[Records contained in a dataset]
━━━━━━━━━━━━━━━━━━━━

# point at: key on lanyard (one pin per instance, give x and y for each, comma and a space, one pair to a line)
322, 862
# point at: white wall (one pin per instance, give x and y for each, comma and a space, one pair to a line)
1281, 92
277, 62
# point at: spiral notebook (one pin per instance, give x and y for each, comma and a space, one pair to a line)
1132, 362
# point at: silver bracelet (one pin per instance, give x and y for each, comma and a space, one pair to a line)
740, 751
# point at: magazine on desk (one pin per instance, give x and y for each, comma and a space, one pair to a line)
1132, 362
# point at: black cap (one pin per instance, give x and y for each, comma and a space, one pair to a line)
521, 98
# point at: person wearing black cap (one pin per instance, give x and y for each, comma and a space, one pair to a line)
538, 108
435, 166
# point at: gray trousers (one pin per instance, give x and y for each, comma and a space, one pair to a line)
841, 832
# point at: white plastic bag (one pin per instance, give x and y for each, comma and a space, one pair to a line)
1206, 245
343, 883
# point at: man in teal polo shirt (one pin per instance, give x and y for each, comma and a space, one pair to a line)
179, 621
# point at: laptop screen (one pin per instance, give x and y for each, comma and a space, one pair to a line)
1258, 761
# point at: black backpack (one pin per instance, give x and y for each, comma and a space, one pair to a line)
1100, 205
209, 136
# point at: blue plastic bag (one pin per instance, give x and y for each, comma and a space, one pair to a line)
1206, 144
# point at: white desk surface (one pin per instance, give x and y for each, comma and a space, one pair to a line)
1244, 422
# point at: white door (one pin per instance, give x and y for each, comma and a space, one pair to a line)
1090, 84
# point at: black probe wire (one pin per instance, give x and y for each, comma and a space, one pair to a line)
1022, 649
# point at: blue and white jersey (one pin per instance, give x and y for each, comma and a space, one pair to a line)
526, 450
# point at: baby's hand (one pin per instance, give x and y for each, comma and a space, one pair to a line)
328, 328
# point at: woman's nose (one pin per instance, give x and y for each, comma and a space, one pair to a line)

━━━━━━━━━━━━━━━━━━━━

*WHAT IS REQUIRED*
All of the records should be repeated precisely as written.

*TASK ANSWER*
# point at: key on lanyard (one pin per instance, give x and y for each, comma and a space, one pair to a line)
322, 862
# point at: white wall (one pin per instance, give x and y for each, comma and a space, one pair to a line)
1281, 92
277, 62
# point at: spiral notebook (one pin per instance, give x and y for each, comma and a space, one pair to a line)
1132, 362
# point at: silver bracelet (one pin per instance, give x and y for each, comma and a space, one pair to a line)
740, 751
# point at: magazine on desk (one pin per instance, give x and y for each, comma and a space, one pair to a line)
1132, 362
# point at: black cap (one pin per instance, give x and y for each, comma and a space, one pair to a line)
521, 98
# point at: person wearing black cap (one pin per instance, give x and y for each, comma and a space, one pair to a line)
538, 108
435, 166
# point at: gray trousers (one pin per instance, give x and y for each, comma and a space, one pair to a line)
841, 832
# point at: white plastic bag (one pin per instance, give x and y for each, comma and a space, one pair to a line)
1206, 245
343, 883
# point at: man in teal polo shirt (one pin per instance, give x and y for each, comma and a space, one pair to a line)
179, 621
# point at: laptop screen (one pin per instance, give x and y for each, comma and a space, one pair to a line)
1258, 761
# point at: black backpack (one pin per instance, give x and y for each, comma and a space, one pair to a line)
1100, 205
209, 136
# point at: blue plastic bag (one pin per instance, give x and y for each, comma and a space, one pair to a line)
1206, 144
# point at: white desk surface (one pin per instance, give x and y for each, comma and a space, one pair to a line)
1244, 422
# point at: white door (one pin per instance, give x and y for each, comma and a space, one pair to a line)
1090, 84
# point at: black probe wire (one pin per instance, give x and y for each, comma and a space, one pair to a line)
1022, 649
# point at: blue and white jersey (one pin per instance, give x and y for each, comma and a space, one pair to a line)
526, 450
# point at: baby's hand (one pin per instance, give x and y for each, comma and a space, one pair to a line)
328, 328
# point at: woman's nose (one pin per instance, give x and y for each, comma and a space, one pair to a line)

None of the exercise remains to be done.